Requirements: Retype all of the data exactly as given.

Data excerpts:
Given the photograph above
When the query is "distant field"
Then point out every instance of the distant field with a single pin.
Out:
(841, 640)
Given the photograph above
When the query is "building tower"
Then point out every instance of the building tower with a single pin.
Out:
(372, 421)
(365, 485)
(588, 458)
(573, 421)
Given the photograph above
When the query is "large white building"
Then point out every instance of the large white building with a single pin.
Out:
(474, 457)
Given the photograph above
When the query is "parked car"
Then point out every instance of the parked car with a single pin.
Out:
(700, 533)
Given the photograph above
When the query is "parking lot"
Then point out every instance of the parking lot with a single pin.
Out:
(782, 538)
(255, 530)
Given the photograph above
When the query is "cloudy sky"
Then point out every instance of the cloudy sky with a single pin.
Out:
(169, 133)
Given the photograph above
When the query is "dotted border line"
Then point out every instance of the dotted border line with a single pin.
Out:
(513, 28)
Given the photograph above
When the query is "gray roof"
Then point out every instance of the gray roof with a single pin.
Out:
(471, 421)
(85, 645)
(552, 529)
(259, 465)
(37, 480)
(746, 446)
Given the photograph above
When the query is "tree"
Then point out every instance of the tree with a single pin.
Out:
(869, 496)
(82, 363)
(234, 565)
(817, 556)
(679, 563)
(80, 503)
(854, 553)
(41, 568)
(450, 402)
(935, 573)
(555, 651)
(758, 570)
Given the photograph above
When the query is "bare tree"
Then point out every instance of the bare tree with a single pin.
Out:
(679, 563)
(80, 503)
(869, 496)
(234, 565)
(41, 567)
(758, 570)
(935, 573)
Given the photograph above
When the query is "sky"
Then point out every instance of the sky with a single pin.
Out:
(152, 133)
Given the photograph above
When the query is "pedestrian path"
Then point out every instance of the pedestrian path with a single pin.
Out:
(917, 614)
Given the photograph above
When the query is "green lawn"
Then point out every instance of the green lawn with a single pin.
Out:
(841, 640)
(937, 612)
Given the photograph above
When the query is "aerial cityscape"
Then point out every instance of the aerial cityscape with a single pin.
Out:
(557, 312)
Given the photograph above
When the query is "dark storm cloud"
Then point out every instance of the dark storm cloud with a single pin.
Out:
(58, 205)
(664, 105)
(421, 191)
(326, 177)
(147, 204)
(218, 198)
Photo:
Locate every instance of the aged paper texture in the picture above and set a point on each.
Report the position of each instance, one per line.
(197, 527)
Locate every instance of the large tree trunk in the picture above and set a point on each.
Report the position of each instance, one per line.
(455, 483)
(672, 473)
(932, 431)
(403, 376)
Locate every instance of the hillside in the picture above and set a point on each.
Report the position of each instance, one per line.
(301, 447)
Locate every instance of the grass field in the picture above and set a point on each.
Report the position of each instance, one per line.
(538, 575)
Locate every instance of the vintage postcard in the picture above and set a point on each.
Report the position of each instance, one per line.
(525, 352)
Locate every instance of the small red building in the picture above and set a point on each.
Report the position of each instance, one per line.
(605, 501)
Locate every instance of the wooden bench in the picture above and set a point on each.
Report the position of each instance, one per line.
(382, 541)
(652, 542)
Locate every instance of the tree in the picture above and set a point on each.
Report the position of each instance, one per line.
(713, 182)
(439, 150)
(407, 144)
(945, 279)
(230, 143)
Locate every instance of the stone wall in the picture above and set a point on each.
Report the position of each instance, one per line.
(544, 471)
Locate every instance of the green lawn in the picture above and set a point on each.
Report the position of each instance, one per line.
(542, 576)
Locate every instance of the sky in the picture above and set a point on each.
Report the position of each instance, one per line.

The completed task:
Given the photograph above
When the query is "distant field"
Then point out every instance of the distant field with a single pin.
Out:
(841, 640)
Given the photograph above
When the query is "building tower"
Then point out every instance of the building tower with a single pin.
Out:
(372, 421)
(365, 485)
(588, 458)
(573, 421)
Given the photograph above
When the query is "large white building"
Then point out every instance of the large white building with a single pin.
Out:
(474, 457)
Given the photograph above
When the query is "parked car"
Then point out every instance of the parked car with a single pin.
Out:
(700, 533)
Given the photograph above
When the query is "parking lot"
Then point out every instance of the parking lot with a single pin.
Out:
(782, 538)
(255, 530)
Given the photograph above
When the query is "cloudy sky"
Then point out every instance of the cloudy sky with a single pin.
Out:
(169, 133)
Given the photograph above
When the query is "dotted border line"
Then point out every instance of the dotted border line with a single pin.
Out:
(513, 28)
Given the photograph above
When the query is "gray roof"
Then point out every instance of the gray roof with a single pin.
Out:
(471, 421)
(85, 645)
(552, 529)
(259, 465)
(37, 480)
(746, 446)
Given the photograph above
When the query is "tree"
Then point out every instance of the tree with a single pin.
Out:
(869, 496)
(82, 363)
(234, 565)
(817, 556)
(679, 563)
(80, 503)
(854, 553)
(41, 568)
(450, 402)
(935, 573)
(555, 651)
(758, 570)
Given the photograph above
When the query is "bare tree"
Then point out every instance of the bare tree with a single pin.
Out:
(679, 563)
(80, 503)
(869, 496)
(234, 565)
(41, 567)
(758, 570)
(935, 573)
Given the photograph above
When the query is "sky"
Then point out every instance of the sky with a single pin.
Out:
(152, 133)
Given the photograph above
When the query is "pedestrian path"
Then point out every instance of the pedestrian path with a single pin.
Out:
(917, 614)
Given the photograph above
When the query is "green lawn"
Then point out every instance of the green lawn with a single pin.
Out:
(841, 640)
(937, 612)
Given the photograph above
When the query is "aerial cityscape"
Then point out every instance of the aerial cityscape with a single pin.
Out:
(557, 312)
Given the photograph above
When the query is "dark storm cloud"
Then point out every instance of the dark storm cloud with a single pin.
Out:
(58, 205)
(664, 105)
(421, 191)
(326, 177)
(147, 204)
(218, 198)
Photo:
Locate every instance of the aged paper texture in the picture above and set a point on each.
Report the position of each instance, one per line.
(197, 527)
Locate every instance of the large tree trunk in the picture above and set a point on each.
Report the position of each instance, one per line.
(455, 483)
(672, 473)
(932, 431)
(403, 376)
Locate every instance of the hillside in the picture above and set a point on each.
Report the position of each instance, one per line.
(301, 447)
Locate every instance of the grass field in the picture above and set a point on each.
Report the position of each instance, one per line.
(538, 575)
Locate every instance of the vintage postcard in the picture above and set a point on each.
Report the position of each instance, one per line.
(525, 352)
Locate every instance of the small red building in the picture above and set a point on each.
Report the position of each instance, one per line.
(605, 501)
Locate every instance of the wooden bench in the picture above and set a point on each.
Report the position of each instance, one per line.
(382, 541)
(652, 542)
Locate every instance of the tree in the picture above and set a point on each.
Report the position of each instance, one per line.
(713, 182)
(439, 150)
(407, 144)
(945, 279)
(230, 143)
Locate every instance of the stone wall in the picture above and set a point on each.
Report the position of each instance, one per line.
(544, 471)
Locate every instance of the green lawn in the picture above and set a point on each.
Report the position of each instance, one per line.
(542, 576)
Locate every instance of the sky in the picture above and set a point on each.
Report the position of each instance, one per line.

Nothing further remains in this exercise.